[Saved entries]
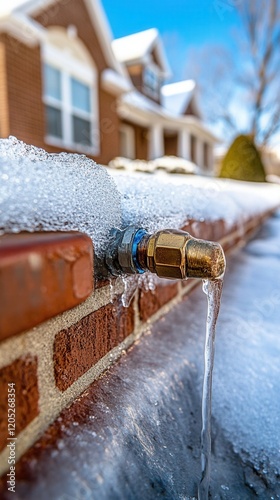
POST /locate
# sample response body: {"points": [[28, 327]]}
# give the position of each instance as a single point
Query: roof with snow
{"points": [[138, 47], [177, 96]]}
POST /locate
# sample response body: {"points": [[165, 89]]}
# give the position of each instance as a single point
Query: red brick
{"points": [[41, 275], [150, 302], [23, 373], [78, 348]]}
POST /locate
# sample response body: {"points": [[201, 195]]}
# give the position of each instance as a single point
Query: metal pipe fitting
{"points": [[168, 253]]}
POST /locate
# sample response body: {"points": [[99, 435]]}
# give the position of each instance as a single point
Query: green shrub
{"points": [[243, 161]]}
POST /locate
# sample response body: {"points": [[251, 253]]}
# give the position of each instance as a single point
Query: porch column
{"points": [[156, 144], [211, 166], [184, 149], [199, 152]]}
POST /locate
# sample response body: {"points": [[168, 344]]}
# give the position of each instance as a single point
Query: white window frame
{"points": [[154, 70], [129, 135], [87, 75]]}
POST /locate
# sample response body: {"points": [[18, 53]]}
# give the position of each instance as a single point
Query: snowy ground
{"points": [[41, 191], [136, 431]]}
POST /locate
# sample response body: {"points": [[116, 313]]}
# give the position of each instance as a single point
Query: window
{"points": [[127, 142], [68, 108], [193, 149], [70, 93], [206, 154], [151, 81]]}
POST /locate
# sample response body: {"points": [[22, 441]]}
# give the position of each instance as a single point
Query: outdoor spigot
{"points": [[168, 253]]}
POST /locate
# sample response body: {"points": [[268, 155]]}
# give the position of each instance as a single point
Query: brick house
{"points": [[64, 85]]}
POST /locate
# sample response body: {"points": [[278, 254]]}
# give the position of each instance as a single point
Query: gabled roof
{"points": [[14, 13], [176, 97], [138, 48]]}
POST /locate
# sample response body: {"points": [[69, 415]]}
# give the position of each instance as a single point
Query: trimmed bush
{"points": [[243, 161]]}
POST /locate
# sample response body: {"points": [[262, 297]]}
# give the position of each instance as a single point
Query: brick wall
{"points": [[21, 86], [75, 335]]}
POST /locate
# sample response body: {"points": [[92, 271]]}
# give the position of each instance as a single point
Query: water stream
{"points": [[213, 290]]}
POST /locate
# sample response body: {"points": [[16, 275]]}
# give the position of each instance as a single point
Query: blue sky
{"points": [[183, 24]]}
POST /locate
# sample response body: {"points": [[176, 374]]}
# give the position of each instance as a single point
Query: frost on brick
{"points": [[55, 192]]}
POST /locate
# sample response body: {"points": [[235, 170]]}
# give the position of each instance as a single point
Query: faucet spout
{"points": [[168, 253]]}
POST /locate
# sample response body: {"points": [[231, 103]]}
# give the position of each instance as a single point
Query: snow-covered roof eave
{"points": [[115, 83], [149, 111], [22, 28], [24, 9], [137, 47]]}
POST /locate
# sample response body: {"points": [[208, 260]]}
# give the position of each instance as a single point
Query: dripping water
{"points": [[213, 290]]}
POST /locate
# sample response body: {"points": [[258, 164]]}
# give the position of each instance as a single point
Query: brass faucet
{"points": [[168, 253]]}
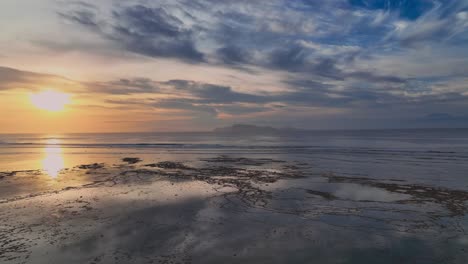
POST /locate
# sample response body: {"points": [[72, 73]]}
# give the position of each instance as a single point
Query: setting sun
{"points": [[50, 100]]}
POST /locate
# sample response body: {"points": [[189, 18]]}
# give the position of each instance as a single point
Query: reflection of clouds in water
{"points": [[363, 193], [53, 161]]}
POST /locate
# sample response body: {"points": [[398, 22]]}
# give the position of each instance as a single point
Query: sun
{"points": [[50, 100]]}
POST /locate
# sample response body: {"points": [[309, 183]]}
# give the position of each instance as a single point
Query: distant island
{"points": [[253, 129]]}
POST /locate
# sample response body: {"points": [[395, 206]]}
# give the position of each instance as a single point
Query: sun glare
{"points": [[50, 100]]}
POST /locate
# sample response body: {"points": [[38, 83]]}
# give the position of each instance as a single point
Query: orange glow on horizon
{"points": [[50, 100]]}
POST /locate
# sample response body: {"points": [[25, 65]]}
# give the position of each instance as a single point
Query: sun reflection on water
{"points": [[53, 161]]}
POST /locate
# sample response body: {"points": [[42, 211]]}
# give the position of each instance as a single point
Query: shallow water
{"points": [[396, 196]]}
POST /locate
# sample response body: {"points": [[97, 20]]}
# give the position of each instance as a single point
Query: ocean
{"points": [[432, 155], [371, 196]]}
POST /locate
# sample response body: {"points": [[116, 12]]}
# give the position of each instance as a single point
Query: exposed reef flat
{"points": [[228, 209]]}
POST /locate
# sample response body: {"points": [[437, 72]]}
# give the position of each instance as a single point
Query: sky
{"points": [[194, 65]]}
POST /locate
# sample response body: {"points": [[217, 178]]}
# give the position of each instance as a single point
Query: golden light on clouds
{"points": [[50, 100]]}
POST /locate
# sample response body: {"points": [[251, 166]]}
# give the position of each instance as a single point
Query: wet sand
{"points": [[226, 209]]}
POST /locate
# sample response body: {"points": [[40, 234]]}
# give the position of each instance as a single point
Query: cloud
{"points": [[11, 79], [140, 29]]}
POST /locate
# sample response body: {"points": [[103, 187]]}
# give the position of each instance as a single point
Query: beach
{"points": [[323, 197]]}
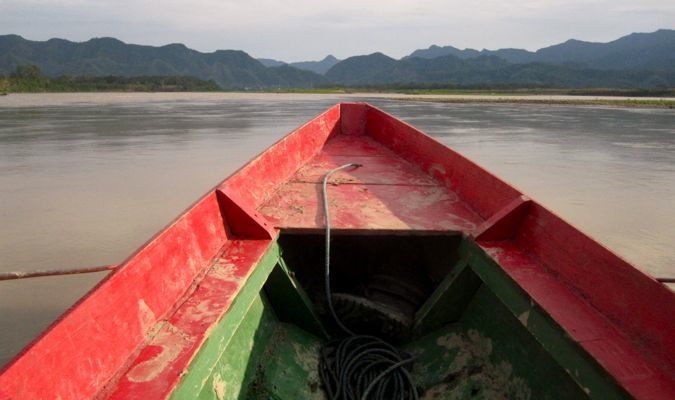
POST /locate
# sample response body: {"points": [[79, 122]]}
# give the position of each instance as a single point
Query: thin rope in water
{"points": [[360, 366]]}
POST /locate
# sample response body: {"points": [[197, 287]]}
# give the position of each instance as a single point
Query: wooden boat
{"points": [[503, 299]]}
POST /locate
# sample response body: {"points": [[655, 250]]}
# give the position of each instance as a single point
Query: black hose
{"points": [[360, 367]]}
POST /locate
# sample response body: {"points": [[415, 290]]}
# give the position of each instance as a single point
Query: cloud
{"points": [[306, 29]]}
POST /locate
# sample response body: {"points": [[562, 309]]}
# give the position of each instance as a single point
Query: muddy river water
{"points": [[87, 178]]}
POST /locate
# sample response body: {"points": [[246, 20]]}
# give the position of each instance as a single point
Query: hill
{"points": [[319, 67], [231, 69], [487, 71], [653, 51]]}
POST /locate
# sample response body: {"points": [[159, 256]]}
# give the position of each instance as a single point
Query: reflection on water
{"points": [[85, 179]]}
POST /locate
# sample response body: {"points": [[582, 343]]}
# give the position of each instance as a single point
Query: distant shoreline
{"points": [[624, 102], [39, 98]]}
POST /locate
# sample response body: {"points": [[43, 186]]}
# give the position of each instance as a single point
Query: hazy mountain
{"points": [[378, 69], [372, 68], [269, 62], [636, 60], [654, 51], [231, 69], [320, 67]]}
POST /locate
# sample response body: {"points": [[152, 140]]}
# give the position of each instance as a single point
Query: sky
{"points": [[296, 30]]}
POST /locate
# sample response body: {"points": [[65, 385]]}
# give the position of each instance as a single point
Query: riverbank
{"points": [[612, 101], [37, 99]]}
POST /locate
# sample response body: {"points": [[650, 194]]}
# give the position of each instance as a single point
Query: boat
{"points": [[481, 291]]}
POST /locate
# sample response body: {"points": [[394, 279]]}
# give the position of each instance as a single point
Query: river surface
{"points": [[87, 178]]}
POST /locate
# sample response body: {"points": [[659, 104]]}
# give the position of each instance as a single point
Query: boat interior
{"points": [[493, 295]]}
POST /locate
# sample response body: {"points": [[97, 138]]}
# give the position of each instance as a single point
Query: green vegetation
{"points": [[28, 78], [581, 101], [636, 61]]}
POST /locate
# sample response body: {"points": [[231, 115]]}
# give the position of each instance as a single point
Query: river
{"points": [[87, 178]]}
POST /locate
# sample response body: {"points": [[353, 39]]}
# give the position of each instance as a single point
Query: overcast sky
{"points": [[294, 30]]}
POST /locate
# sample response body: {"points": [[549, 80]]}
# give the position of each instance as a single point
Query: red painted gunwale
{"points": [[136, 332]]}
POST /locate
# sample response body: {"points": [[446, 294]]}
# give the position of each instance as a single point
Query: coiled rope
{"points": [[360, 367]]}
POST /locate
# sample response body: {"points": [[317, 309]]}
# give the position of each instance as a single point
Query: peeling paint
{"points": [[524, 317], [170, 342], [145, 316], [219, 386]]}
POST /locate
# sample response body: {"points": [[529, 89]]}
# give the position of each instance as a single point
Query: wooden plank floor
{"points": [[386, 193]]}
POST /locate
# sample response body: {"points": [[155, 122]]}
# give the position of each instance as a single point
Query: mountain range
{"points": [[319, 67], [643, 60], [653, 51]]}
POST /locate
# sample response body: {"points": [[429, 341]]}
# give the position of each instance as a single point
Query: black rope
{"points": [[360, 367]]}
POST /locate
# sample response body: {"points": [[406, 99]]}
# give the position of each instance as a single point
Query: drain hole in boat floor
{"points": [[378, 281]]}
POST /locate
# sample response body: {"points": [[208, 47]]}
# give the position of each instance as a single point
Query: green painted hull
{"points": [[478, 336]]}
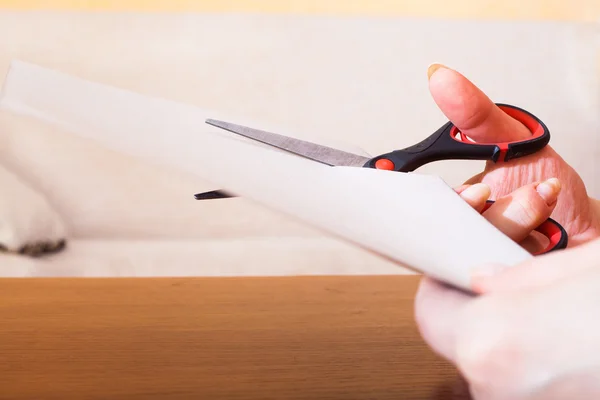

[Brief]
Beginning with the line containing "Query: drain hole in boat floor" and ending with the last line of the data above, repeat each line exactly. Include no pictures and no other lines.

[Finished task]
Query: drain hole in boat floor
{"points": [[378, 281]]}
POST /locate
# sample response body: {"points": [[208, 47]]}
# give the position of each instance as a single point
Query: green painted hull
{"points": [[478, 336]]}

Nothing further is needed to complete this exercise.